• _WRITTEN INSTRUCTION_:
Locate the line with "Where can the blurred red" in the material. Copy that line and each one after it, through the last, exactly and with nothing else.

Entries taken from a collection:
——
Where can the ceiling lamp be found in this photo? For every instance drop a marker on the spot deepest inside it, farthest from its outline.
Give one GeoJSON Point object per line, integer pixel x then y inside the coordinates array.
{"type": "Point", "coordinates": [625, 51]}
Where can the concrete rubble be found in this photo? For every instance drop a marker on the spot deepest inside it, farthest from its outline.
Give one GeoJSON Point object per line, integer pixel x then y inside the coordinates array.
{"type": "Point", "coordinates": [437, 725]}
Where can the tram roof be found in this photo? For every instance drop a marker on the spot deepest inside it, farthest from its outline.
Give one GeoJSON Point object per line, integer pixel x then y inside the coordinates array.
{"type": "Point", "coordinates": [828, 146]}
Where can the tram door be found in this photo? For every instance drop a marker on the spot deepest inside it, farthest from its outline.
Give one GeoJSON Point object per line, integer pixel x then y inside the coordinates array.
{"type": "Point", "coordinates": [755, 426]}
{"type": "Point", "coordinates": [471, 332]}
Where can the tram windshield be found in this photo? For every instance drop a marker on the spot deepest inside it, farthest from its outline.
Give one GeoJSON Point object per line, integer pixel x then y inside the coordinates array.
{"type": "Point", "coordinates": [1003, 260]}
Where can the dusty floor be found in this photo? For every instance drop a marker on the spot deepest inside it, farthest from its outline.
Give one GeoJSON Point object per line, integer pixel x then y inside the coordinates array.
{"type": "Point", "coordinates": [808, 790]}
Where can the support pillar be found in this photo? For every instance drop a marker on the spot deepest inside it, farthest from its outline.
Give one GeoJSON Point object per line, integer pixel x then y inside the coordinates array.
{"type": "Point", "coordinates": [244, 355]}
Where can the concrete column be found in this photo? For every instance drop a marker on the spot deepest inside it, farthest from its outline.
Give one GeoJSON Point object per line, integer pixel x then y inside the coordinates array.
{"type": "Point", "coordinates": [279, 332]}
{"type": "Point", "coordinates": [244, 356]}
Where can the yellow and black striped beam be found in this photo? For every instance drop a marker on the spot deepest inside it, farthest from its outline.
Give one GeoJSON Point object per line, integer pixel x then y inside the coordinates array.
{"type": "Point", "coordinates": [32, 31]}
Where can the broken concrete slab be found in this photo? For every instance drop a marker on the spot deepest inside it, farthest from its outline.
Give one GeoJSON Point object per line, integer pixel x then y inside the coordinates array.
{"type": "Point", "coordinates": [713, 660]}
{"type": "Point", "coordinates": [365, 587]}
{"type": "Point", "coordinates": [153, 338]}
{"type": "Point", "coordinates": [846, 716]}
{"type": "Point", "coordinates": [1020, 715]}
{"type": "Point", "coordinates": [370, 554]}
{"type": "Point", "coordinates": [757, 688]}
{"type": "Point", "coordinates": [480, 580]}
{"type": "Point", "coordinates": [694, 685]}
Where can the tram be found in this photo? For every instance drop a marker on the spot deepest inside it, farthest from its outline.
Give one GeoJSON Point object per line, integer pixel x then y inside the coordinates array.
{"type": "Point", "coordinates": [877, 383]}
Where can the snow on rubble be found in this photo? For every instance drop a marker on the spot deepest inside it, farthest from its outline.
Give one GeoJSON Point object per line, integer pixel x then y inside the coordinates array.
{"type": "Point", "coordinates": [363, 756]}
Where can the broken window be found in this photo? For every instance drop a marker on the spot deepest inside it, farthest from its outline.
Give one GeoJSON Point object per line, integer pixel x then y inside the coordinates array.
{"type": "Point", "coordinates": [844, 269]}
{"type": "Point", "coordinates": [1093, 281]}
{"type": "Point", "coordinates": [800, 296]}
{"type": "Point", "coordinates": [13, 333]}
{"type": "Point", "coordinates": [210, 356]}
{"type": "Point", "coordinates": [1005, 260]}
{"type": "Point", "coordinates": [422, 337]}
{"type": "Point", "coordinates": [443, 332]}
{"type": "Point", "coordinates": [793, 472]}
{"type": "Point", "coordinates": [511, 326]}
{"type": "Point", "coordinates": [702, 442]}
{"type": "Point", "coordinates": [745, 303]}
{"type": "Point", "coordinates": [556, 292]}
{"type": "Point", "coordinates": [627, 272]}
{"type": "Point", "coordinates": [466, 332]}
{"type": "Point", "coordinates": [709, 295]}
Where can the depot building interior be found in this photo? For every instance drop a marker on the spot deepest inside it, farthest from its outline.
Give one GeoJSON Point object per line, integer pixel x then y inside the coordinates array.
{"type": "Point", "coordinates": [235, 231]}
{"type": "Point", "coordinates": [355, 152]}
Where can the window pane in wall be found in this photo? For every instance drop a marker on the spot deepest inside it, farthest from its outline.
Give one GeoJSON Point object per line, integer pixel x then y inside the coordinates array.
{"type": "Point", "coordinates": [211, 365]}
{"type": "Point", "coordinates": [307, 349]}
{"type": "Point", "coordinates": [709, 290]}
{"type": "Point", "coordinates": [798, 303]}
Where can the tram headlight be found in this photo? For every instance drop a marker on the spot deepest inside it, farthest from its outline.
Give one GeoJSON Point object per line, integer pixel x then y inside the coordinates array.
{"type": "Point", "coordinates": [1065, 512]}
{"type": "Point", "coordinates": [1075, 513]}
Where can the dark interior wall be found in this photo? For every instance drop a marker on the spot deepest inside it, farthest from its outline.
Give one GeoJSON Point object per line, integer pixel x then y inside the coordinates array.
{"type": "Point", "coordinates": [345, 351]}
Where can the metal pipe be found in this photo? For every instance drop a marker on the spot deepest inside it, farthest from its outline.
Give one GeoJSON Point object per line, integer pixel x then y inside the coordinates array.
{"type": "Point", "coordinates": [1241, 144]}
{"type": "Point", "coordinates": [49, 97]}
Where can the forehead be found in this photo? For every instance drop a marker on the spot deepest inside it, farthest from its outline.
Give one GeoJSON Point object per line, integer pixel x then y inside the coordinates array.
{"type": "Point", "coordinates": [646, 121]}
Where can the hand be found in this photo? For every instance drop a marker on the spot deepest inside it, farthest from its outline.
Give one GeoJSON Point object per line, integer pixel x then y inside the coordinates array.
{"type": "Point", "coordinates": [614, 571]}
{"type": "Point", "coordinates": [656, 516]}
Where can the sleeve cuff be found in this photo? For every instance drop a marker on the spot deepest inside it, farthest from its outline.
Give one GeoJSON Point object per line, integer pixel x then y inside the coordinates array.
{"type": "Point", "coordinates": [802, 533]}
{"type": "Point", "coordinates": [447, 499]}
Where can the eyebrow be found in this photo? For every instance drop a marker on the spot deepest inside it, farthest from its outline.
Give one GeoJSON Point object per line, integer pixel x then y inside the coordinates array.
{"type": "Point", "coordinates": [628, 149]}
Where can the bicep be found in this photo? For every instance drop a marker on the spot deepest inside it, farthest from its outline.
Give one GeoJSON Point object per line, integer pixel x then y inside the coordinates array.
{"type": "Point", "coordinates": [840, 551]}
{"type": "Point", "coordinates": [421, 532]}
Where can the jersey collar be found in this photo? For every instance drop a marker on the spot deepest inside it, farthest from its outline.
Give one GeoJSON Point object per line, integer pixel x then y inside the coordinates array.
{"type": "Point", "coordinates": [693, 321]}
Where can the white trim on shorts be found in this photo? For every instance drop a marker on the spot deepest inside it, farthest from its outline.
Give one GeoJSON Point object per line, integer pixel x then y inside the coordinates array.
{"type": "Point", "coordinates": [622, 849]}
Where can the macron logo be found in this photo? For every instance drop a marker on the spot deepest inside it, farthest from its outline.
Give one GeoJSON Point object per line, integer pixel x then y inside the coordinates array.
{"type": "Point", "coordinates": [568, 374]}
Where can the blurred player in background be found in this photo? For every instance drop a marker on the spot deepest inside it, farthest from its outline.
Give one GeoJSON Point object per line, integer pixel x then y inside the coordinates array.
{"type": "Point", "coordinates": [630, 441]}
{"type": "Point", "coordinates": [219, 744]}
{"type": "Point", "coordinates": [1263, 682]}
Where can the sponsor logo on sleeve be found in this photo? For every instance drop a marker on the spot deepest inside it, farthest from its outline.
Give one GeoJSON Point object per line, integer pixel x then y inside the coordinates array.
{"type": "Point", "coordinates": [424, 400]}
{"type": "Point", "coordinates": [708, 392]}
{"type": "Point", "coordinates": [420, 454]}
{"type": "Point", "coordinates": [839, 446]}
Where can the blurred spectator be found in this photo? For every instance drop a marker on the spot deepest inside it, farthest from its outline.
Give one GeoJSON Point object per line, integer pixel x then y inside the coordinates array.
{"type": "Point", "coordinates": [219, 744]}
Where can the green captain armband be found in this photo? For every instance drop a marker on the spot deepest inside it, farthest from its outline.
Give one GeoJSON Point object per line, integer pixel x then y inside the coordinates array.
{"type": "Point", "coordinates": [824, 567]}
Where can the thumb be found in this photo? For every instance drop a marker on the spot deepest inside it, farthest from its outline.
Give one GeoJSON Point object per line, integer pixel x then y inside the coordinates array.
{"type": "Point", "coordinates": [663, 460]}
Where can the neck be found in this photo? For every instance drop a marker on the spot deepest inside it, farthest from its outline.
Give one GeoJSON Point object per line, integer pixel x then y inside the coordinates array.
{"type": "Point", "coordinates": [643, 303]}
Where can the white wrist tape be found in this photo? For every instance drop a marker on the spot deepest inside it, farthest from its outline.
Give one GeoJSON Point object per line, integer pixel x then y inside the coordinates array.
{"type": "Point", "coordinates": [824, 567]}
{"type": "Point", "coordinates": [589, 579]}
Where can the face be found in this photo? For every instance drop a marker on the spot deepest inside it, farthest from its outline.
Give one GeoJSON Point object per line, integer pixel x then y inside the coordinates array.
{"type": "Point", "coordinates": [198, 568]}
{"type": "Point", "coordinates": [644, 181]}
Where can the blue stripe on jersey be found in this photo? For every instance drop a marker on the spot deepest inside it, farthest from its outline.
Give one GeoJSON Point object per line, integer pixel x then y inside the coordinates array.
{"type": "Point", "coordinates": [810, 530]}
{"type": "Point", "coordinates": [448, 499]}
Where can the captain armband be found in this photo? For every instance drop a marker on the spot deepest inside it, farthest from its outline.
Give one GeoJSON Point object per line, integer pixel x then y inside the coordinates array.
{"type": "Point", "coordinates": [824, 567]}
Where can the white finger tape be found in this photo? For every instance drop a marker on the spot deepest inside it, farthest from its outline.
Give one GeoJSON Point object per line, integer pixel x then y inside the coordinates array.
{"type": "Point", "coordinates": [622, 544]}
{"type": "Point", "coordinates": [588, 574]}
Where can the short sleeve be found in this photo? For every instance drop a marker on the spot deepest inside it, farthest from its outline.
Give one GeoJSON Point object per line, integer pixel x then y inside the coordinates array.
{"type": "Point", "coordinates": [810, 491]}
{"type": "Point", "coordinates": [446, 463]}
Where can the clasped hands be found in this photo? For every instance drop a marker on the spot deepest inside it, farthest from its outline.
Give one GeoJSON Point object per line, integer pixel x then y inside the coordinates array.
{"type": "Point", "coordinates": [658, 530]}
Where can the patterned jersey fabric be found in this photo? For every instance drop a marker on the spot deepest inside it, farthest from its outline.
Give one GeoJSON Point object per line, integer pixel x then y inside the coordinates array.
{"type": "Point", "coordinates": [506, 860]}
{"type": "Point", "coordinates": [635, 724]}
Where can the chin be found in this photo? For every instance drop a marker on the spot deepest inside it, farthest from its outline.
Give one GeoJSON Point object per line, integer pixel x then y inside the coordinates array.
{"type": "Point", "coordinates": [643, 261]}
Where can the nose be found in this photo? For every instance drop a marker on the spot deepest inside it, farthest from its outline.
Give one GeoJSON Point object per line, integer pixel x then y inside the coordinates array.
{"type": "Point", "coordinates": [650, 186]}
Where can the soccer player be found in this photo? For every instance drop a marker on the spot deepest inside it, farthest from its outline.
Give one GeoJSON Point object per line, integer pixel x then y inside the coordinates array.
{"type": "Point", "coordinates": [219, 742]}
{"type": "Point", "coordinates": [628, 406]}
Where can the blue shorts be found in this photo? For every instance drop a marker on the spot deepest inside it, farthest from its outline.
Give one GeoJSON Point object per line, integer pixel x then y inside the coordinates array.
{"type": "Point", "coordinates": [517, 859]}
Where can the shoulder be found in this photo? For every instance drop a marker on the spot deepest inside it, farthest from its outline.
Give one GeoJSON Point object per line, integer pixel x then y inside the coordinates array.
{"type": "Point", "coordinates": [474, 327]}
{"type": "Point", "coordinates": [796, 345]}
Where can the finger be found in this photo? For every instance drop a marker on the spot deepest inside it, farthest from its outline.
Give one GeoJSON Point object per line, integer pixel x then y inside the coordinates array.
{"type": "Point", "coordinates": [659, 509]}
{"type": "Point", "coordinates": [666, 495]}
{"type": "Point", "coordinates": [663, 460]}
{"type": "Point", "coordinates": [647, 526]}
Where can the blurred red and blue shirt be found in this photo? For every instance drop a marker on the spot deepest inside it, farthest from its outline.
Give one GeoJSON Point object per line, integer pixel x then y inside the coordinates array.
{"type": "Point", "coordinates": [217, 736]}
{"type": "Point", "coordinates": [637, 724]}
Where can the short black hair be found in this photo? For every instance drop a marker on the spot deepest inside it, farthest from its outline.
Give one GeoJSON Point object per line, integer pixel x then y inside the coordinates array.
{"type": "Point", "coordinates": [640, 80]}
——
• _IN RESPONSE_:
Where can the blurred red and blue shirt be found in this photo? For every instance drop a marker on the spot deepest inside it, farthest from its outline.
Give one GeoJSON Point object per line, integer pixel x then y inside the coordinates array.
{"type": "Point", "coordinates": [217, 736]}
{"type": "Point", "coordinates": [637, 724]}
Where can the short black hair be found in this photo? For every instance drop a marker on the spot deepest inside it, farthest from its outline.
Give one GeoJSON Point object per line, integer pixel x then y inside the coordinates array.
{"type": "Point", "coordinates": [640, 80]}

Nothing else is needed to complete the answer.